__Data__:
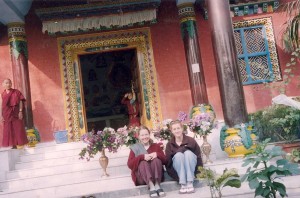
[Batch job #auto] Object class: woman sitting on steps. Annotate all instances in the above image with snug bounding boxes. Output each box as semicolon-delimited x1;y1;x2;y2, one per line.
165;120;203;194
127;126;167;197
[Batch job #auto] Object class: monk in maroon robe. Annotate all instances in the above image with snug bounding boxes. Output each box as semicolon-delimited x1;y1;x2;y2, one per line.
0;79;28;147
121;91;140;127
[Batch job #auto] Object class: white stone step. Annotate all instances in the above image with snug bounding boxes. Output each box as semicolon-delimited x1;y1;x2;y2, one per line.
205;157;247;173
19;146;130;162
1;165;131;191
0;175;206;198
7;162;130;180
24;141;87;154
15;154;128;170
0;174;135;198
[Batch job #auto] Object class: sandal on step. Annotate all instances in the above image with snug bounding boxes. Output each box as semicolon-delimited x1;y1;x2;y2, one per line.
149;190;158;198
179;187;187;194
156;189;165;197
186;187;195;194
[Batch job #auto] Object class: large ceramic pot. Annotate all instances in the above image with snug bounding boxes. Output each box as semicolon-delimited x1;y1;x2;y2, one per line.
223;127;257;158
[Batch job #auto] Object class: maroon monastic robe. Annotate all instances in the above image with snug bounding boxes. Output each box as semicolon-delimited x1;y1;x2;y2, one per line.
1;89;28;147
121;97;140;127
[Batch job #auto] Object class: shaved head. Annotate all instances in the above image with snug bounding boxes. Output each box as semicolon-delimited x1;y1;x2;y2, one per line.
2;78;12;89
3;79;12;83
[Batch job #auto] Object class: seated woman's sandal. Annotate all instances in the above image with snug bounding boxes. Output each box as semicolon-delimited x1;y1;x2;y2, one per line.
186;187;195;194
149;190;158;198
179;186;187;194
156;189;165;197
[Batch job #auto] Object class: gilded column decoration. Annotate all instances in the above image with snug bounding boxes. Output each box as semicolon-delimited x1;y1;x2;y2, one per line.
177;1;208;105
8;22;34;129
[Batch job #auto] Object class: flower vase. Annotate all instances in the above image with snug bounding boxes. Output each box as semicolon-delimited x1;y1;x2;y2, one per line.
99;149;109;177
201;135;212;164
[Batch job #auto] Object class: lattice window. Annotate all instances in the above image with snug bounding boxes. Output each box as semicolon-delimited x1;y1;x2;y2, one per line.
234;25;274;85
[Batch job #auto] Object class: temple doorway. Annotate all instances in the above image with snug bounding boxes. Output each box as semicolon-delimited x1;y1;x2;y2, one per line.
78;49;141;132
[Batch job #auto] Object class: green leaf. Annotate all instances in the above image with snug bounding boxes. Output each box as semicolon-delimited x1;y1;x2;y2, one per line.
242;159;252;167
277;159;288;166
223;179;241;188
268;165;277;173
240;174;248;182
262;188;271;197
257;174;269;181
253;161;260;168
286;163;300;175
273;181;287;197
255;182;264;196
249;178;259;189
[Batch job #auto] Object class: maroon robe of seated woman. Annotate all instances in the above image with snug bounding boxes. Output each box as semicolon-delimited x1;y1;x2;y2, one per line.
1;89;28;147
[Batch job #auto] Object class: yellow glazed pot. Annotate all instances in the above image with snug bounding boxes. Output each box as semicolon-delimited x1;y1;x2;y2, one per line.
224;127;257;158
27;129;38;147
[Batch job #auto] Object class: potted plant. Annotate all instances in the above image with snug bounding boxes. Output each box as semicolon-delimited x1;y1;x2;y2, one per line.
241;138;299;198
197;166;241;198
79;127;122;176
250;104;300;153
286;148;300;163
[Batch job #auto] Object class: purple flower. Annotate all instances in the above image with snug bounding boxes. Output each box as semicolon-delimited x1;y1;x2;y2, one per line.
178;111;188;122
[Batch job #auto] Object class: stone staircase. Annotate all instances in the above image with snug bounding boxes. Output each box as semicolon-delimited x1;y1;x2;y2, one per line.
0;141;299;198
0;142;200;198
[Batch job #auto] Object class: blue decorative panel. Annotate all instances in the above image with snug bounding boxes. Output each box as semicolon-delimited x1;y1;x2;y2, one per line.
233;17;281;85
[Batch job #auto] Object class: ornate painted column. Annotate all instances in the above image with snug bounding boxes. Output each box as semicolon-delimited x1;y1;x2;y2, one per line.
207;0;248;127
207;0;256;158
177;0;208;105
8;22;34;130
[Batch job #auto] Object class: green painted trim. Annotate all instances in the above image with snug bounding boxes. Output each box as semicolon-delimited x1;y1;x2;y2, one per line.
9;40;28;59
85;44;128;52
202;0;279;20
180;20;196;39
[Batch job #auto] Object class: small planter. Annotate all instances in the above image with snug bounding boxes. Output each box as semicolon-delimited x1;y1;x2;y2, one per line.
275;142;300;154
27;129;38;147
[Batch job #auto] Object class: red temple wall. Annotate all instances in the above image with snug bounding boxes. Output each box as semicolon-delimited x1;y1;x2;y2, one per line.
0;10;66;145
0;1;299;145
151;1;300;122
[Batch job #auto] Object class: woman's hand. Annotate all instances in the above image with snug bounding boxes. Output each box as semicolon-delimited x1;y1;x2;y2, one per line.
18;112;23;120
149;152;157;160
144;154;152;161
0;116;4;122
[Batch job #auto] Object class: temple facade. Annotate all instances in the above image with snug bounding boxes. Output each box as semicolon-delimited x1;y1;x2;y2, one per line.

__Task goal__:
Each record should appear again exactly as it stands, with no picture included.

__Task solution__:
[Batch job #auto] Object class: woman sitting on steps. Annotate all instances in the above image with snug bounding boxes. Output each box as semicolon-delimited x1;y1;x2;y2, one per line.
165;120;203;194
127;126;167;197
[Batch job #auto] Object class: monk in maroon robe. Annotate all instances in the above image with snug bounding boxes. Output each box as semicolon-delimited x1;y1;x2;y2, one per line.
0;79;28;147
121;91;140;127
[Batch job #auto] Object class: white stone step. Annotate all instances in the above image with snug bounding boxes. Output each box as semicolon-delimited x1;y1;x2;y2, one per line.
205;157;247;173
19;146;130;162
1;165;131;191
0;175;206;198
7;162;130;180
24;141;87;154
15;154;128;170
0;174;135;198
[Batch job #auto] Object class: sandal on step. Annotate all instances in the above image with snug bounding boxes. Output each box as semicolon-delimited x1;y1;x2;y2, one per line.
149;190;158;198
179;187;187;194
156;189;165;197
186;187;195;194
[Batch job #auto] Object class: large ceramic pot. Annotate all instances in the above image with snug bounding boxes. Output each box as semicolon-delimited x1;y1;x2;y2, one per line.
223;127;257;158
[Batch job #auto] Object class: maroon monastic robe. Annotate all instances in the above image with snug bounding boxes. Output each box as semicolon-delimited x1;y1;x2;y2, one per line.
1;89;28;147
121;97;140;127
[Batch job #auto] Object class: shaved head. Annotate all instances in the above image with snug bounding boxes. Output each box as semicolon-delimited x1;y1;x2;y2, one per line.
2;78;12;89
3;79;12;83
[Batch job #auto] Object class: seated woman's sandal. Annotate all instances in the above image with snug bounding boxes. Output each box as semicolon-delimited x1;y1;x2;y2, one per line.
186;187;195;194
149;190;158;198
179;186;187;194
156;189;165;197
[Batch job #auto] Object class: gilded column decoration. Annotate all instances in the above image with snug bounding boxes. Output each box as semicolon-delimited x1;y1;x2;y2, one per line.
177;1;208;105
8;22;34;129
[Batch job #auto] Object class: flower vase. Annotate all instances in the above image with snug bounding boxes. Output each box as semicolon-delimited x1;y1;x2;y2, one per line.
99;149;109;177
201;135;212;164
[Batch job #auto] Object class: lattice window. Annotate all instances in the above image with snug bounding boxes. Output each box as semicolon-delimited x1;y1;x2;y2, one per line.
234;25;274;85
[Batch job #auto] Object class: temple doorway. Annotate all instances in the above image with snug bounding boxes. Output each box as semicolon-delimited x1;y1;x2;y2, one per line.
78;49;141;132
[Batch job #auto] Object class: green leaf. Annotate all instances in the above image with snug bounding boxes. Output each box as semicolon-delimited x1;y1;x2;y2, one per line.
242;159;252;167
277;159;288;166
223;179;241;188
268;165;277;173
240;174;248;182
262;188;271;197
257;174;269;181
253;161;260;168
286;163;300;175
273;181;287;197
255;182;264;196
249;178;259;189
[Batch job #auto] Object class: maroon robe of seated woman. Annotate all instances in the above image with snug bounding boxes. Output each box as semicolon-delimited x1;y1;x2;y2, one per line.
1;89;28;147
[Batch job #auto] Object class: yellow glazed pot. Annotate all instances in the above image with snug bounding boxes. Output each box as semicolon-delimited x1;y1;x2;y2, one per line.
224;127;257;158
27;129;38;147
[Batch job #auto] Object class: potted plant. Annotate all instances in the above image with snug bounding boxes. Output each box as semicolon-delimited x1;y1;x2;y2, one per line.
241;138;299;198
197;166;241;198
79;127;122;176
250;104;300;153
286;148;300;163
[Batch job #auto] Object class: purple flower. Annotate all instances in the above image with snug bounding boxes. Output each box as semicolon-delimited x1;y1;x2;y2, one per line.
178;111;188;122
[Batch job #auto] Object class: stone staircase. Annotate all instances in the above image with snug bounding boxes. Output each box as semicolon-delimited x1;y1;x2;y2, one per line.
0;141;299;198
0;142;200;198
[Batch job #auto] Object class: blue decorative panel. Annotate all instances in the above image with snug bounding boxes. Output each box as semicolon-delimited x1;y1;x2;y2, one per line.
233;17;281;85
[Batch job #auto] Object class: ornate painted column. Annotate all instances in the above image with snug bounding boxes. Output each box as semicolon-delimited x1;y1;x2;y2, one per line.
207;0;248;127
207;0;256;158
177;0;208;105
8;22;34;130
[Batch job #auto] Object class: green painted trim. Annotate all instances in the above image with snug bounding boxes. Output each box as semicolon-delimited x1;y1;x2;y2, one per line.
9;40;28;59
85;44;128;52
202;0;279;20
180;20;196;39
[Batch job #auto] Object class: small planter. Annotate all instances in the above image with snug bounding boxes. Output each box as semicolon-delimited x1;y1;x2;y2, one per line.
275;142;300;154
27;129;38;147
[Batch job #auto] Object class: red temple wall. Annotate all instances in the above image with snug bounding boxes. Output each box as semicolon-delimited x1;y1;x2;y2, one per line.
0;10;66;145
0;1;299;145
151;1;300;122
[Batch job #auto] Object class: woman's hand. Annotate all instances in the above image with snug bounding boxes. Output each box as semicolon-delimited x1;y1;x2;y2, one per line.
18;112;23;120
149;152;157;160
144;154;152;161
0;116;4;122
[Batch job #auto] Object class: temple facade. Annotate all instances in the above image with snug bounding boxes. Output each box as semicolon-delimited x1;y1;x2;y2, one per line.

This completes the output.